Cuando la Iglesia celebra la Eucaristía, acoge el don de Cristo que se entrega en las manos de los pecadores por obediencia a la voluntad del Padre. San Pablo proclama solemnemente en el himno en Filipenses: «Se rebajó a sí mismo, haciéndose obediente hasta la muerte, y una muerte de cruz. Por eso Dios lo exaltó y le otorgó el nombre que está sobre todo nombre. Para que al nombre de Jesús toda rodilla se doble en los cielos, en la tierra y en los abismos, y toda lengua confiese que Cristo Jesús es el Señor, para gloria de Dios Padre» (Flp 2,8-11).
La Iglesia acoge así el don que el Padre hace al mundo de su Hijo único, encarnado y crucificado: «Porque tanto amó Dios al mundo que dio a su Hijo unigénito, para que todo el que crea en él no perezca, sino que tenga vida eterna» (Jn 3,16).«Vean cómo Dios rivaliza con los hombres por su magnanimidad y generosidad. Abrahán ofreció a Dios un hijo mortal, sin que este hijo llegara a morir; Dios, sin embargo, entregó a la muerte por todos al Hijo inmortal».7 El sacrificio de Isaac en la antigua alianza anunciaba y preparaba el sacrificio por excelencia de la nueva alianza, el del verdadero Cordero.
Al acto de amor del Hijo que se entrega corresponde perfectamente bien el acto de amor del Padre que lo entrega, y esta perfecta correspondencia del amor del Padre y del Hijo para con nosotros es confirmada por el Espíritu Santo, que resucita a Cristo de entre los muertos. Por este hecho el Espíritu confirma la autoridad divina de su predicación y de sus gestos, ustificando así el asentimiento total, esencial en la fe cristiana. He aquí el núcleo de la Buena Nueva que la Iglesia anuncia a todas las naciones desde su inicio y que celebra en cada Eucaristía: «El Evangelio de Dios, que había ya prometido por medio de sus profetas en las Escrituras Sagradas, acerca de su Hijo, nacido del linaje de David según la carne, constituido Hijo de Dios con poder, según el Espíritu de santidad, por su resurrección de entre los muertos, Jesucristo Señor nuestro» (Rm 1,3-4). El don por excelencia de la Eucaristía hace presente a Cristo resucitado con toda su vida y misterio pascual.
Es un don trinitario que realiza la reconciliación del mundo con Dios, por medio de la ofrenda de amor del Hijo hasta la muerte y por su resurrección, que confirma la victoria del amor trinitario sobre el pecado y la muerte.
El Espíritu Santo confirma la comunión perfecta entre el Padre y el Hijo en lo profundo del misterio pascual por medio de su propio don que, glorificando al Hijo, glorifica también al Padre que lo envía. Por este motivo, la comunión de los fieles al Cuerpo y a la Sangre de Cristo es también comunión con el Espíritu Santo.

#####

__Tu consigna__. Transcribe fielmente el pasaje del texto sobre la Eucaristía que se abre con las palabras que contienen «El Espíritu Santo confirma» y se cierra con «el Espíritu Santo.».

#####

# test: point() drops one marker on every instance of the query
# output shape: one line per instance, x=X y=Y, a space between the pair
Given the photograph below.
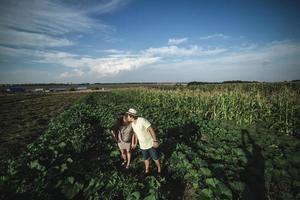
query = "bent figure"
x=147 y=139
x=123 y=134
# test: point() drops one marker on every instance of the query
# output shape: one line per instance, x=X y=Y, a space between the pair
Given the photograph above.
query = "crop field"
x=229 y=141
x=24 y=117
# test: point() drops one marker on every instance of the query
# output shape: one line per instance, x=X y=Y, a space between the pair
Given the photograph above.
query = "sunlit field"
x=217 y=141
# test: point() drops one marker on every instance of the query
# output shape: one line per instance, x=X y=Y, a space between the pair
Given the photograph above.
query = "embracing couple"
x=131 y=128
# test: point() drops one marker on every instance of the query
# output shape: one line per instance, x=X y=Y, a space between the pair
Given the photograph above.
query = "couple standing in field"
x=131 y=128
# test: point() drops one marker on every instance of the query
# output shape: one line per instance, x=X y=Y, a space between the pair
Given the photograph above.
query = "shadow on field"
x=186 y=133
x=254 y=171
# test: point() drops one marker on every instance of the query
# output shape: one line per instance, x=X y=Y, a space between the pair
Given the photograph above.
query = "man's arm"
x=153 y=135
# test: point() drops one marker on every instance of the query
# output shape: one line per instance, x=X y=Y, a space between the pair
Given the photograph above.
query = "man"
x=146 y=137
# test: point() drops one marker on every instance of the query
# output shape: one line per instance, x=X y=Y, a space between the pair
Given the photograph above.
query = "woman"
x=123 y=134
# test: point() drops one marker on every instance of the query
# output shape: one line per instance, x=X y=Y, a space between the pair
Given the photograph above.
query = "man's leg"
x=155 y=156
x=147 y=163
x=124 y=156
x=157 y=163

#####

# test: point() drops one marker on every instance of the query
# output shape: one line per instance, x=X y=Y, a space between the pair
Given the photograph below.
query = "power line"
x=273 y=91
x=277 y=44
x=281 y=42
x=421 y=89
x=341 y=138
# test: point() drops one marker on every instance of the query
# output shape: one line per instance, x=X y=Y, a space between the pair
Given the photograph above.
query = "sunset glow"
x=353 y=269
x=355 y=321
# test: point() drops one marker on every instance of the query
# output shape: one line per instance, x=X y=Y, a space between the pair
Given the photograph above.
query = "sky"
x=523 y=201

#####

__Respuesta completa__.
El Espíritu Santo confirma la comunión perfecta entre el Padre y el Hijo en lo profundo del misterio pascual por medio de su propio don que, glorificando al Hijo, glorifica también al Padre que lo envía. Por este motivo, la comunión de los fieles al Cuerpo y a la Sangre de Cristo es también comunión con el Espíritu Santo.